───── Bloc de texte

Plus de 110 000 personnes ont signé la pétition de Benoit Garon, enseignant en segpa dans un collège de la Creuse. Lancée il y a deux mois, elle dénonce le portrait dressé des élèves en section d’enseignement général et professionnel adapté dans le film « Les segpa » dont la sortie est prévue en avril 2022. « Quand j’ai vu le teaser j’ai halluciné » se souvient Benoit Garon. « On y voit des élèves complètements débiles et des professeurs démissionnaires ». Loin d’être contre le film en lui-même, Benoit Garon souhaiterais que les élèves de segpa ne soient pas stigmatisés. « Il y a déjà eu de nombreux films caricaturaux sur l’école comme par exemple "les profs" ou encore "les sous doués". Mais le titre de ces films sont généralistes alors que pour les segpa, on cible précisément une catégorie d’élèves. C’est ça qui me dérange ».
Un film vecteur de clichés sur les segpa
Le film « Les segpa » est tiré d’une série à succès du même nom, diffusée sur Youtube et qui cumule plusieurs millions de vues par épisodes.
Classe de cancres, sans avenir, où l’on n’apprend rien. Les stéréotypes sur la segpa ne datent pas d’hier et ont la vie dure. « Le terme segpa est devenu un terme péjoratif alors que les segpa ne sont pas ce qu’on dit d’elles » déplore Benoit Garon. Dans la bande annonce du film, on peut d’ailleurs entendre des phrases comme "c’est des segpa, c’est des cancres", "ils vont ruiner la réputation de notre établissement", "depuis la nuit des temps les segpa sont traités d’imbéciles", "ça va changer ça ? Non vous serez toujours des imbéciles mais des imbéciles avec un diplôme".
De plus, « on voit dans le teaser que l’âge des élèves n’est même pas respecté. En segpa on est collégien donc on a entre 11 et 15 ans. Dans le film, on voit que ce sont clairement des jeunes adultes » remarque Benoit Garon.

──────────

▶ [Consignes]
A – D'après le texte sur le film « Les segpa », combien de personnes ont signé la pétition de Benoit Garon ?
B – Modifiez le texte sur le film « Les segpa » : recopiez le passage situé entre « Classe de cancres, sans » et « remarque Benoit Garon. », inclus, en remplaçant « bande annonce » par « vidéo promotionnelle ».
C – Poursuivez le texte sur la pétition contre le film « Les segpa » à partir de sa dernière phrase.
Le matériel qui suit n'a aucun rapport avec le texte.

───── Extraits de données

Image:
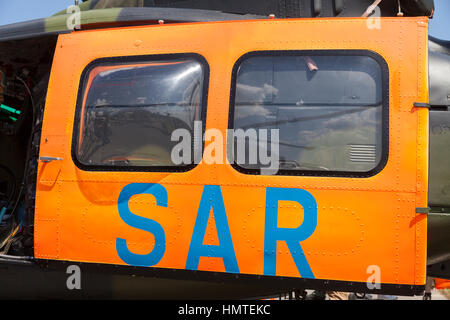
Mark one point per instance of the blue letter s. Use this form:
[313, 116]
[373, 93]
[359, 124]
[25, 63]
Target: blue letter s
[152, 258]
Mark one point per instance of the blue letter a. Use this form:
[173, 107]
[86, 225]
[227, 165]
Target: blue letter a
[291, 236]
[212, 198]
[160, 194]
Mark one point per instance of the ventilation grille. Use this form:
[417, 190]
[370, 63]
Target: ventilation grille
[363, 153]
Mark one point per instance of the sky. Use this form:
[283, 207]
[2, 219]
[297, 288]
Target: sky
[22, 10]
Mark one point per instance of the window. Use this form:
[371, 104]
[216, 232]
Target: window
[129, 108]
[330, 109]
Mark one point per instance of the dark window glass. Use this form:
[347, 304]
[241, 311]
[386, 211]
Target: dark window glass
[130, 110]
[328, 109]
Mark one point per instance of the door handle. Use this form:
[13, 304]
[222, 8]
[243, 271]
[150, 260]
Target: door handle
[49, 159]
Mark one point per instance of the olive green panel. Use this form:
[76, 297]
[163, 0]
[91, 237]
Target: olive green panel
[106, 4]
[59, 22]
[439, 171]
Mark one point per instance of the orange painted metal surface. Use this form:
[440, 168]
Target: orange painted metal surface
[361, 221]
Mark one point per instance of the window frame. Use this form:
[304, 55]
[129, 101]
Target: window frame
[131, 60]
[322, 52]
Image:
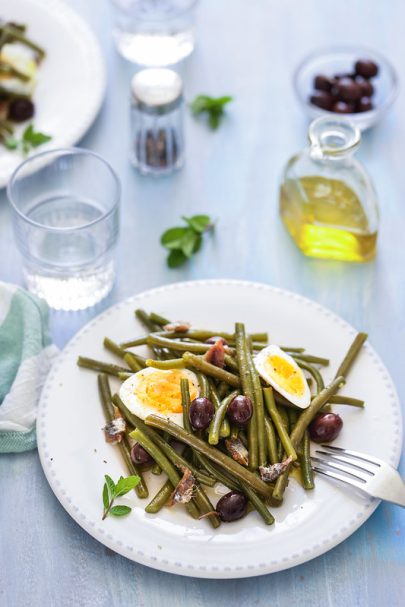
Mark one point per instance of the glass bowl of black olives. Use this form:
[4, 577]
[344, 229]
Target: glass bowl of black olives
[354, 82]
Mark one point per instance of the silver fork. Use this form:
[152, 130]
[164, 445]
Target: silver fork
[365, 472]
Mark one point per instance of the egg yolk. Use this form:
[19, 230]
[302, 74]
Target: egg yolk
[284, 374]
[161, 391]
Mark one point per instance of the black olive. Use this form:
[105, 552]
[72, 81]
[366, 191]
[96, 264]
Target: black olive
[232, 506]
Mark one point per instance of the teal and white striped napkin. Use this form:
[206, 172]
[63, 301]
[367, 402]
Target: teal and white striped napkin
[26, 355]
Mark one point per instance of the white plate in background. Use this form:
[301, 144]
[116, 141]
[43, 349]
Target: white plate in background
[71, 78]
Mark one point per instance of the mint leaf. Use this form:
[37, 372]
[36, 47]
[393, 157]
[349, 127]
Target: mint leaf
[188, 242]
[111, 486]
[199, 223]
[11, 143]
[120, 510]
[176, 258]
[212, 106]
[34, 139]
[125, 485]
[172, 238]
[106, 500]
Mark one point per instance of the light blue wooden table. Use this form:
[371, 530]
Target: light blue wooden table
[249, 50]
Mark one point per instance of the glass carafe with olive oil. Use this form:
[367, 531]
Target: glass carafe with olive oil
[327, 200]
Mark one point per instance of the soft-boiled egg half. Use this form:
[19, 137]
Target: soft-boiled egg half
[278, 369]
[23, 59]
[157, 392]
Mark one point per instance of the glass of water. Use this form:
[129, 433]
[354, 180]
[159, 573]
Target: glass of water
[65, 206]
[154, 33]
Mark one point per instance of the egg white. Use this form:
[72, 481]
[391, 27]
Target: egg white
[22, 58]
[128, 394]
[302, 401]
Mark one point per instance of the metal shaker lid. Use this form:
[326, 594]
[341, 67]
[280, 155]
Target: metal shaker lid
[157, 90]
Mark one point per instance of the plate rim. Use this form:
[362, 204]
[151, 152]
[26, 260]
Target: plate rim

──────────
───── Extraits de données

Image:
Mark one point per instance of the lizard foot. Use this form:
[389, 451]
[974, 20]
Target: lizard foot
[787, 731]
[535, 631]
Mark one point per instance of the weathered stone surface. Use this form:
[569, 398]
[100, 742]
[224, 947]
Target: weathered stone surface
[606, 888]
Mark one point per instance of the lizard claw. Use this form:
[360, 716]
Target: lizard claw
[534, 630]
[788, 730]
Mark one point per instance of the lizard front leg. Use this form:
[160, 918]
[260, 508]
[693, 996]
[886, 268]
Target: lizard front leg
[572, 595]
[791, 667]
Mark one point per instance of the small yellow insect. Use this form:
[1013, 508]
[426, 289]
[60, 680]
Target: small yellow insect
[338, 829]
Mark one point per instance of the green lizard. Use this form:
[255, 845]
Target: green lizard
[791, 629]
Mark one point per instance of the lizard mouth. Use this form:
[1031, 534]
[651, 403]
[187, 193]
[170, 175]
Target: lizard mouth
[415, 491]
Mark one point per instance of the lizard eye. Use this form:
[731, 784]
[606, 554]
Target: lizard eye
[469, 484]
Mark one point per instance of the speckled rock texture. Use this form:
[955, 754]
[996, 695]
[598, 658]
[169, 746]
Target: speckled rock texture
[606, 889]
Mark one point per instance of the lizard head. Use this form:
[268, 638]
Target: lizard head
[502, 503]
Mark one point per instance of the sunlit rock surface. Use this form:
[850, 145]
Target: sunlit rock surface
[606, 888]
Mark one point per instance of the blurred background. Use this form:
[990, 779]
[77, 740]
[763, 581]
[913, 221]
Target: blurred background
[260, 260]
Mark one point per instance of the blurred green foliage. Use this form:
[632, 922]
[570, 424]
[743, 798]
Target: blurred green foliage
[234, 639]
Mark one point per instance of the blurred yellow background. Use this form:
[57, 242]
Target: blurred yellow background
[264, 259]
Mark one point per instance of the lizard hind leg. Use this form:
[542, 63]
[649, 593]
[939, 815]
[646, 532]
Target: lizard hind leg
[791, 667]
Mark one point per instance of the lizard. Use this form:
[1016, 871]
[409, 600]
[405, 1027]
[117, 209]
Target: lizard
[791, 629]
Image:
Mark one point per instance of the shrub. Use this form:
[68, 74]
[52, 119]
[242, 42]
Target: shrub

──────────

▶ [Résultats par tâche]
A – Plus de 110 000 personnes.

B –
Classe de cancres, sans avenir, où l’on n’apprend rien. Les stéréotypes sur la segpa ne datent pas d’hier et ont la vie dure. « Le terme segpa est devenu un terme péjoratif alors que les segpa ne sont pas ce qu’on dit d’elles » déplore Benoit Garon. Dans la vidéo promotionnelle du film, on peut d’ailleurs entendre des phrases comme "c’est des segpa, c’est des cancres", "ils vont ruiner la réputation de notre établissement", "depuis la nuit des temps les segpa sont traités d’imbéciles", "ça va changer ça ? Non vous serez toujours des imbéciles mais des imbéciles avec un diplôme".
De plus, « on voit dans le teaser que l’âge des élèves n’est même pas respecté. En segpa on est collégien donc on a entre 11 et 15 ans. Dans le film, on voit que ce sont clairement des jeunes adultes » remarque Benoit Garon.

C –
110 000 signatures en quelques semaines
Le problème, c’est que ces clichés font beaucoup de mal aux élèves qui étudient en segpa. « Les élèves de segpa, qui peuvent déjà subir du harcèlement, des moqueries, de l’exclusion dans les établissements scolaires, sont encore martyrisés et stigmatisés » peut-on lire sur la pétition. Même si « tous les élèves ne sont pas touchés de la même manière par ces clichés » reconnaît le professeur, « certains sont très sensibles à ça et le prennent très mal ».
Parmi les 110 000 signataires « il y a beaucoup d’enseignants en segpa, d’anciens élèves et des parents d’élèves » note Benoit Garon. A l’instar de Sophie Deniau qui commente par exemple : « Je me bats tous les jours pour aider mes élèves (de segpa) à avoir une meilleure estime d’eux-mêmes, à lutter contre l’idée souvent très négative qu’ils ont d’eux-mêmes » ou de David Martins qui raconte : « Parce que je n’oublierai jamais les larmes de l’enfant de 12 ans arrivant dans mon bureau après avoir tapé segpa sur Youtube ».
Sans demander un retrait du film, Benoit Garon souhaiterais que le titre soit changé au profit d’un titre plus généraliste. « J’ai envoyé des mails à toute la production, à la distribution et aux acteurs. Je n’ai eu aucune réponse. On ne pourra pas les obliger à changer le titre du film car ils se servent de la notoriété de la série sur Youtube ». Mais finalement, « mon objectif était surtout de montrer que les mots peuvent blesser et surtout montrer que la segpa représente une chance pour des élèves en difficulté » conclut le professeur.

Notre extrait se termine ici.